▶ _WRITTEN PROBLEM_: List each line below that contains the string "brown". Case counts.

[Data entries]
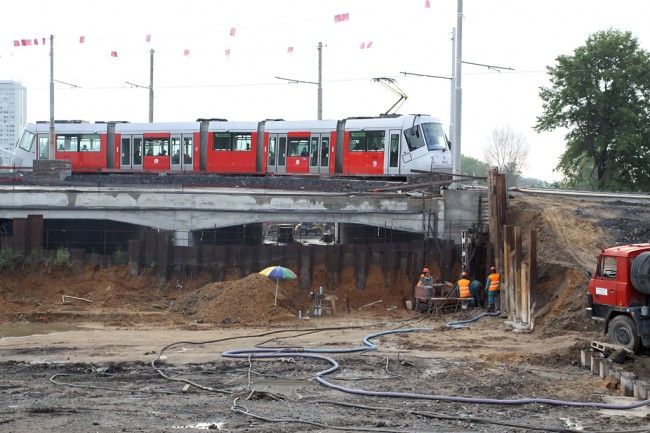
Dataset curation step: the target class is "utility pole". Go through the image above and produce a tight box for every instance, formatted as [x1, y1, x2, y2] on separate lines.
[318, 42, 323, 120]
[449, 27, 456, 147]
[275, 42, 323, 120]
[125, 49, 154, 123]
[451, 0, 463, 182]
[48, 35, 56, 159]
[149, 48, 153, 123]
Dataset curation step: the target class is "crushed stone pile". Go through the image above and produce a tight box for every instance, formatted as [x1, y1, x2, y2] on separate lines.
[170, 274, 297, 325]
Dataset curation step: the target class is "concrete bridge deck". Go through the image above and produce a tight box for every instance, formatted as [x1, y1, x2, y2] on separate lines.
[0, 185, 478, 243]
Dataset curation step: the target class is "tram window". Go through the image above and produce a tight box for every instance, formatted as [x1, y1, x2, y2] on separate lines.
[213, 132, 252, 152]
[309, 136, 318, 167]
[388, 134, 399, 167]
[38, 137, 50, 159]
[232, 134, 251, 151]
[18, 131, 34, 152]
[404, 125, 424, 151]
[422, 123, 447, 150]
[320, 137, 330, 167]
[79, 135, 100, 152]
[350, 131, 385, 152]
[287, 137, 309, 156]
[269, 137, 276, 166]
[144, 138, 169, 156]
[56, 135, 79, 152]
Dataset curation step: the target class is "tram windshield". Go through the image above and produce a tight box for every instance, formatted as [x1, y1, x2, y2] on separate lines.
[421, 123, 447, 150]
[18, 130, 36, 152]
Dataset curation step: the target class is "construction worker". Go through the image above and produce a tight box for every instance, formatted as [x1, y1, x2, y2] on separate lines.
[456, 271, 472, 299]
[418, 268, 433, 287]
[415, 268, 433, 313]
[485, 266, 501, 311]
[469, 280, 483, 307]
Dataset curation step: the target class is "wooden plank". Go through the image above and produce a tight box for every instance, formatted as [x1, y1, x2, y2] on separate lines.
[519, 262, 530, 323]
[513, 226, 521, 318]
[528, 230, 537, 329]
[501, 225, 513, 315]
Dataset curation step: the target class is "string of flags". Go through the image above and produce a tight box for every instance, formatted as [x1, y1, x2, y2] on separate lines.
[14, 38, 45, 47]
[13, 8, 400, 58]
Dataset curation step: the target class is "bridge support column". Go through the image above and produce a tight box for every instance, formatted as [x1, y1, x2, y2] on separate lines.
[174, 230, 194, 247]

...

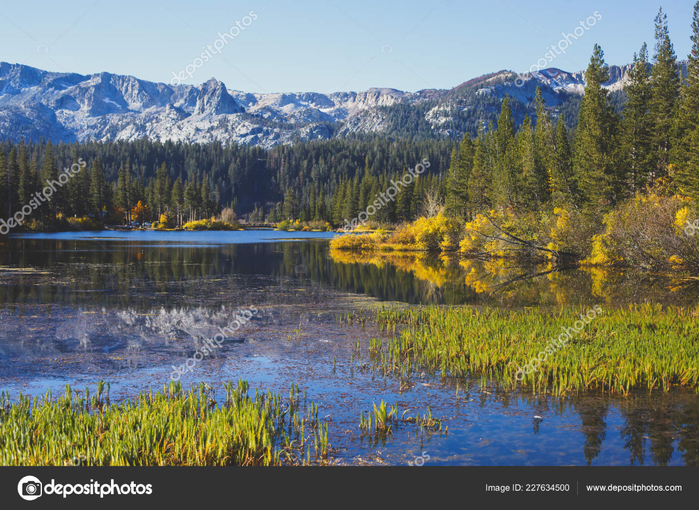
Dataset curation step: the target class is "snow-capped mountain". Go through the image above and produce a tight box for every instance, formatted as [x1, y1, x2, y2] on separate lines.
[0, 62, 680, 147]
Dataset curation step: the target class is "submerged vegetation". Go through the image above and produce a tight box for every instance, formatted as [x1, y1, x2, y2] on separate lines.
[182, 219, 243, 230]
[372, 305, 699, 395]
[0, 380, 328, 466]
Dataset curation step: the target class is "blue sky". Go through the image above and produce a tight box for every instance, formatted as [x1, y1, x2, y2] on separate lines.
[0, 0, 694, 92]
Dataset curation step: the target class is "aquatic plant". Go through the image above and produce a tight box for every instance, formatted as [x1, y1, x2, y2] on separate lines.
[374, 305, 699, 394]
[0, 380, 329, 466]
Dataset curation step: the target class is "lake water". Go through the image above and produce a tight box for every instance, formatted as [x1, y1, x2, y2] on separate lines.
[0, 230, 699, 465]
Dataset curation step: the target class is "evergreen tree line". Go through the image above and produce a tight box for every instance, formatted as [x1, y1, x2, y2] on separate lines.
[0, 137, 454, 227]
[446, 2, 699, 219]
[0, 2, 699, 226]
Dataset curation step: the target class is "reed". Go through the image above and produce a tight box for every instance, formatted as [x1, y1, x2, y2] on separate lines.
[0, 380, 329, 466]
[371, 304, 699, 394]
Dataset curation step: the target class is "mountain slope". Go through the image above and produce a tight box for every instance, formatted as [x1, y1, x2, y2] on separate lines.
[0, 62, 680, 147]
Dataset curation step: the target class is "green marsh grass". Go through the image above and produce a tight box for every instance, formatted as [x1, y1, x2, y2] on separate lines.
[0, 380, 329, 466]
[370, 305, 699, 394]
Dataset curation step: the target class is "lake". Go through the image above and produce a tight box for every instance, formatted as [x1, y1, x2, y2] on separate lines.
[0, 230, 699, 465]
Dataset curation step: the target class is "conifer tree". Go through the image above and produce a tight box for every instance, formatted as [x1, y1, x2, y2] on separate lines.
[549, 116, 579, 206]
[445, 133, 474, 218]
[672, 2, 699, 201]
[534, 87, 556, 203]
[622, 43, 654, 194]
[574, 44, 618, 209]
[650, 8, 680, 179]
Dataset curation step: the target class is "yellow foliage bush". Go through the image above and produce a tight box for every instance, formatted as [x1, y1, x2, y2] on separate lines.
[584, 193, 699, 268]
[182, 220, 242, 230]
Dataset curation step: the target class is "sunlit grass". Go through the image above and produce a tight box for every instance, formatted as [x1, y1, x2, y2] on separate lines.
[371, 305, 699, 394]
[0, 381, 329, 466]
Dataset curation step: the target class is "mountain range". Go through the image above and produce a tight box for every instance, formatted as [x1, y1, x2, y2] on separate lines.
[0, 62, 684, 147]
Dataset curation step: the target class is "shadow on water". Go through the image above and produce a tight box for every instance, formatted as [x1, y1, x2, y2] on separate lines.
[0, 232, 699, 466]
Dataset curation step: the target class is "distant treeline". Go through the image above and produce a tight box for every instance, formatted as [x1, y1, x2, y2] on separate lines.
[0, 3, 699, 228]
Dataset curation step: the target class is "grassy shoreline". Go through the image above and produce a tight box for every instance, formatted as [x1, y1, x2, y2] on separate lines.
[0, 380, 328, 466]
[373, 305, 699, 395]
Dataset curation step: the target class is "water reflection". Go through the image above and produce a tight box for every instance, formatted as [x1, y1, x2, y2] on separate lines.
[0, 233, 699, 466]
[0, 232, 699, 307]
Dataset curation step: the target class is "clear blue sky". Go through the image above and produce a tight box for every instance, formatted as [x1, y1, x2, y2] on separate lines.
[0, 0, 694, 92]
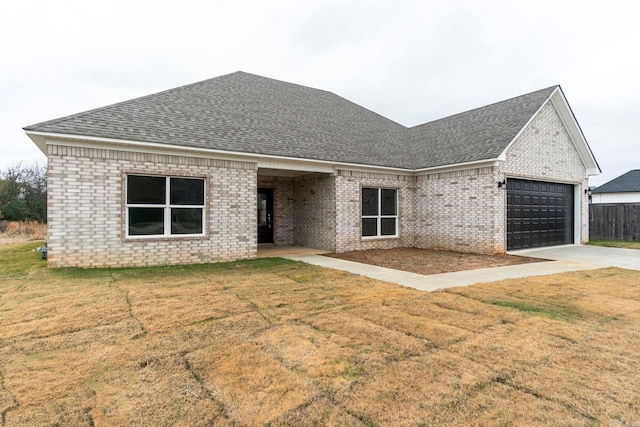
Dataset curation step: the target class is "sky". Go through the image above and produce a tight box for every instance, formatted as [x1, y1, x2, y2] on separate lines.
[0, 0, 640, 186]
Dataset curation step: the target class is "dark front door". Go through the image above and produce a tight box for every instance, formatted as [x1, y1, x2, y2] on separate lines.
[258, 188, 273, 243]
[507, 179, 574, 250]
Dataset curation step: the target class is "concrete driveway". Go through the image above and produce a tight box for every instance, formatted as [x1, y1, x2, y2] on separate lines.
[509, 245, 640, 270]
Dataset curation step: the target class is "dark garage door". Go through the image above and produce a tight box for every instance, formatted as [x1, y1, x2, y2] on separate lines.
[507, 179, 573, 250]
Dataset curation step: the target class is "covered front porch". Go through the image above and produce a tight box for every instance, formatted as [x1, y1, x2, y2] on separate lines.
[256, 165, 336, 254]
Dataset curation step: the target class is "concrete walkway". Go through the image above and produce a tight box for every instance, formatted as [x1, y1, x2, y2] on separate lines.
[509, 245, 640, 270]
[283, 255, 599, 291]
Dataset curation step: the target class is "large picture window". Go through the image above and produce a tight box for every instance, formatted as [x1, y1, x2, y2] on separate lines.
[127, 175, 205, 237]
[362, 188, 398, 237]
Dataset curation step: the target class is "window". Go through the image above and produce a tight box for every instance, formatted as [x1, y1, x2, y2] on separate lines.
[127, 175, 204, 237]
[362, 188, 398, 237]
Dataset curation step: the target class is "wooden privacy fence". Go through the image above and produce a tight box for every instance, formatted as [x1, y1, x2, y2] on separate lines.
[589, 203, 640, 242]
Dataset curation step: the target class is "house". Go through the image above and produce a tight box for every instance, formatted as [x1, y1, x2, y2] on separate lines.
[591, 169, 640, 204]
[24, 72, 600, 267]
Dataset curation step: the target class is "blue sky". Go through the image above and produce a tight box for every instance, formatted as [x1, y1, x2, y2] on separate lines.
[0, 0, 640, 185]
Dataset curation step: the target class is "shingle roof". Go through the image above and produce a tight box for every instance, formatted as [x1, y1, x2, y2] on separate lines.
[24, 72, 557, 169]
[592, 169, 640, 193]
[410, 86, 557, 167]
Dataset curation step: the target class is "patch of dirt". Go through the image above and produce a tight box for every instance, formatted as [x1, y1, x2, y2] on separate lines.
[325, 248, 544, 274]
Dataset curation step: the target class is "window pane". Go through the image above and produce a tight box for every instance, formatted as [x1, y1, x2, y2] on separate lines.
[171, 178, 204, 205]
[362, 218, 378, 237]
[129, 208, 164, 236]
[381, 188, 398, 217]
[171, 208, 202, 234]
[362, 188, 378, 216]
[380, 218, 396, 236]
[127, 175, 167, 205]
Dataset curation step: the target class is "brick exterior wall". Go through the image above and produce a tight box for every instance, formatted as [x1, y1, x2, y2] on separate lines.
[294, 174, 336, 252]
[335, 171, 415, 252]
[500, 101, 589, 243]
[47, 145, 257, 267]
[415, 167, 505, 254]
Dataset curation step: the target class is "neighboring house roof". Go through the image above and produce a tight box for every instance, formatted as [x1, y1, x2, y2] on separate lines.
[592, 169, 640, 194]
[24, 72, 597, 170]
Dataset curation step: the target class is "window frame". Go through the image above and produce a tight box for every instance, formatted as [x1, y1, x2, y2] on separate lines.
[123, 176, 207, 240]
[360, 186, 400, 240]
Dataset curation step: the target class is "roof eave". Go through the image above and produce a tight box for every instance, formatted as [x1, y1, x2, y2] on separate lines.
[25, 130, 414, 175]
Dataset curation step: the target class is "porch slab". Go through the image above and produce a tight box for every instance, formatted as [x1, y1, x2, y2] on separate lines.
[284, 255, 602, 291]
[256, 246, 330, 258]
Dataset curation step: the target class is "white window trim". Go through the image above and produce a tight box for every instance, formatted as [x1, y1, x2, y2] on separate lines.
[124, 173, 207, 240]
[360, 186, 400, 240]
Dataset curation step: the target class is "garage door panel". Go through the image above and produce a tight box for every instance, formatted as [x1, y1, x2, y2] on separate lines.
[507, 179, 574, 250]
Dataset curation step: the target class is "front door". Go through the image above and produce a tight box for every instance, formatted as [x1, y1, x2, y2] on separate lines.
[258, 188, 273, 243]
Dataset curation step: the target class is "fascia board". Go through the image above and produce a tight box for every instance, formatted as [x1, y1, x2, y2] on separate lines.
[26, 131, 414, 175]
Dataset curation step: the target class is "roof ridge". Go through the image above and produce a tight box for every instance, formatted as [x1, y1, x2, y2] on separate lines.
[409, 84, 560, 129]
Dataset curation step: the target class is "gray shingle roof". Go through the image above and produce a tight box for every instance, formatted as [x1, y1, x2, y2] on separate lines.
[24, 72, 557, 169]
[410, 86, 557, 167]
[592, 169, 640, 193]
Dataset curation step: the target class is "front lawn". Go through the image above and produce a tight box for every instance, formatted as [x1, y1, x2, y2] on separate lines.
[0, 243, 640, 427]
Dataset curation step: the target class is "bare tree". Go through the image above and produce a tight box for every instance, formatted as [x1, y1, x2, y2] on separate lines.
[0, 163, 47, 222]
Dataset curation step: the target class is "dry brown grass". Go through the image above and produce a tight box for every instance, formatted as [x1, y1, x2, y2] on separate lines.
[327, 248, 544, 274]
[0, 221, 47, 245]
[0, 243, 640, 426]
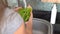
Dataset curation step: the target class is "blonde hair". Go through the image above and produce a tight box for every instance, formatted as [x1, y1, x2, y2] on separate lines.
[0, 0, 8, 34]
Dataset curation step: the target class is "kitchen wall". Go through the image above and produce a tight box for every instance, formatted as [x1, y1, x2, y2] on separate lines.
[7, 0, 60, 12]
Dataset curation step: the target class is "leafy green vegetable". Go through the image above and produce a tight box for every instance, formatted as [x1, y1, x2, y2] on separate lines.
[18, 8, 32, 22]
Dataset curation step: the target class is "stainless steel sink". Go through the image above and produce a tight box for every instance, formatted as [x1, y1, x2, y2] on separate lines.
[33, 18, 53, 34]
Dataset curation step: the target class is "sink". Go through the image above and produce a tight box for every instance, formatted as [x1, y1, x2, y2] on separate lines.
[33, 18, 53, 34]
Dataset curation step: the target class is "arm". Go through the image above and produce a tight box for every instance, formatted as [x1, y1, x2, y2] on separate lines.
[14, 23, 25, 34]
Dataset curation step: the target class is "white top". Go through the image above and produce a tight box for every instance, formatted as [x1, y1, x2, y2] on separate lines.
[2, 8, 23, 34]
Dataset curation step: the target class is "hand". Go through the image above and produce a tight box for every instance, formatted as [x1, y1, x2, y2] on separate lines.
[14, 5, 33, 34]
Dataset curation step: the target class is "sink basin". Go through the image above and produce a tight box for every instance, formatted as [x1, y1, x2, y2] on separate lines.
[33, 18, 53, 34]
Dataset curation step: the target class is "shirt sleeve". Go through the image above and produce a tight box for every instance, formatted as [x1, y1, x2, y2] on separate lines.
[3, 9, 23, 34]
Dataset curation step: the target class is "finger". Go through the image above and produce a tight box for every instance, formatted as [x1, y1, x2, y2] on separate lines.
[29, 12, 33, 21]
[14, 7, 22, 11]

--

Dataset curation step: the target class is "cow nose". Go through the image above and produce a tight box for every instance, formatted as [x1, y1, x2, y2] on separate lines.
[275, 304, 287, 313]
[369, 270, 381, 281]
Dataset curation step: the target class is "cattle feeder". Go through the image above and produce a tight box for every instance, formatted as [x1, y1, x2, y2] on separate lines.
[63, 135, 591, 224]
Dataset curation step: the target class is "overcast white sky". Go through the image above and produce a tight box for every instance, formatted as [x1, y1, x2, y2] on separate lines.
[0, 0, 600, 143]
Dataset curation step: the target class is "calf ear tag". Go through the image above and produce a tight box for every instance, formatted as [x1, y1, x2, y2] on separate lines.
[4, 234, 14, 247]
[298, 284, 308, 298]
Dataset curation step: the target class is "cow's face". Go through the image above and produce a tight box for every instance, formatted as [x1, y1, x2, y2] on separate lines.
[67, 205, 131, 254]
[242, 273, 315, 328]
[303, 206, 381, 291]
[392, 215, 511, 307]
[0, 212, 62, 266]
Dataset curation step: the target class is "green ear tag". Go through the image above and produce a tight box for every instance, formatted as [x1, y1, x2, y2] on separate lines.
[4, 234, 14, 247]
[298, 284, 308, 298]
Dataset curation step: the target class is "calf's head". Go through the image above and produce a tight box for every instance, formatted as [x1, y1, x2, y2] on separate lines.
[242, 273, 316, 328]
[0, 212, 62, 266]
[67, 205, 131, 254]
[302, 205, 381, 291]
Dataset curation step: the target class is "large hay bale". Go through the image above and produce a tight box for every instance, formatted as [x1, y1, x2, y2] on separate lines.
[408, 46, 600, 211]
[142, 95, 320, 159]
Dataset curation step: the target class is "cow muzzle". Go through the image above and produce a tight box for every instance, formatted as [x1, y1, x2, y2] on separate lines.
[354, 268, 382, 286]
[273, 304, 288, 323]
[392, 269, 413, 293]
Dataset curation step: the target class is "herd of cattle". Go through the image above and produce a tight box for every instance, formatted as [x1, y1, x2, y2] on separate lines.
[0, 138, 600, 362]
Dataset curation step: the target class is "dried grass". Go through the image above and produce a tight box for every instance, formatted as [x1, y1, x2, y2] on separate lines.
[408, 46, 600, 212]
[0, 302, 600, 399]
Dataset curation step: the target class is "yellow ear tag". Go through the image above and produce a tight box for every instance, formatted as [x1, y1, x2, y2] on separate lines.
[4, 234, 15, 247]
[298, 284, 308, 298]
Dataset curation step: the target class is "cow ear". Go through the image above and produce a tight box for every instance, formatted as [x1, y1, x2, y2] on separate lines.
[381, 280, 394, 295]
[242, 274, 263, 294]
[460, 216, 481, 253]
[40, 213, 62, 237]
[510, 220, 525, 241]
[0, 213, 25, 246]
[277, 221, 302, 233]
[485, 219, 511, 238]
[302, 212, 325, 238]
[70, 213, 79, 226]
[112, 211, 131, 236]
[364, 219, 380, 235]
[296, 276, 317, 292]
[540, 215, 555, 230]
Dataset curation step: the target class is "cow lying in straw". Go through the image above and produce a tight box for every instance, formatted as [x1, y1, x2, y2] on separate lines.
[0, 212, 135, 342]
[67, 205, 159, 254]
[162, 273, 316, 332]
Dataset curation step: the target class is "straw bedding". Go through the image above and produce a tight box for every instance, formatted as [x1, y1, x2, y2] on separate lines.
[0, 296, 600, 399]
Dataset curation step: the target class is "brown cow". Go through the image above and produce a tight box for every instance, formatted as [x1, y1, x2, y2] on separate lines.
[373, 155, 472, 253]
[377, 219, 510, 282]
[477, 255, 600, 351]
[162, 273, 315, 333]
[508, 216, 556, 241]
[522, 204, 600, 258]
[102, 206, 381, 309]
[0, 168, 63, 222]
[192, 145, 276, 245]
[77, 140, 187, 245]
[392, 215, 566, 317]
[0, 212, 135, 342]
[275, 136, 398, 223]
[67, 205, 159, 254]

▶ _RESULT FOR THIS TASK_:
Dataset curation step: the target class is "dry brown grass". Go through the image above and produce a tight box for every instance, formatted as [x1, y1, x2, y2] on separate lines.
Dataset curation step: the target class is "brown cow". Go through the image above and produce a tight box for every instance, formatted as [x1, y1, x2, y2] on separate lines.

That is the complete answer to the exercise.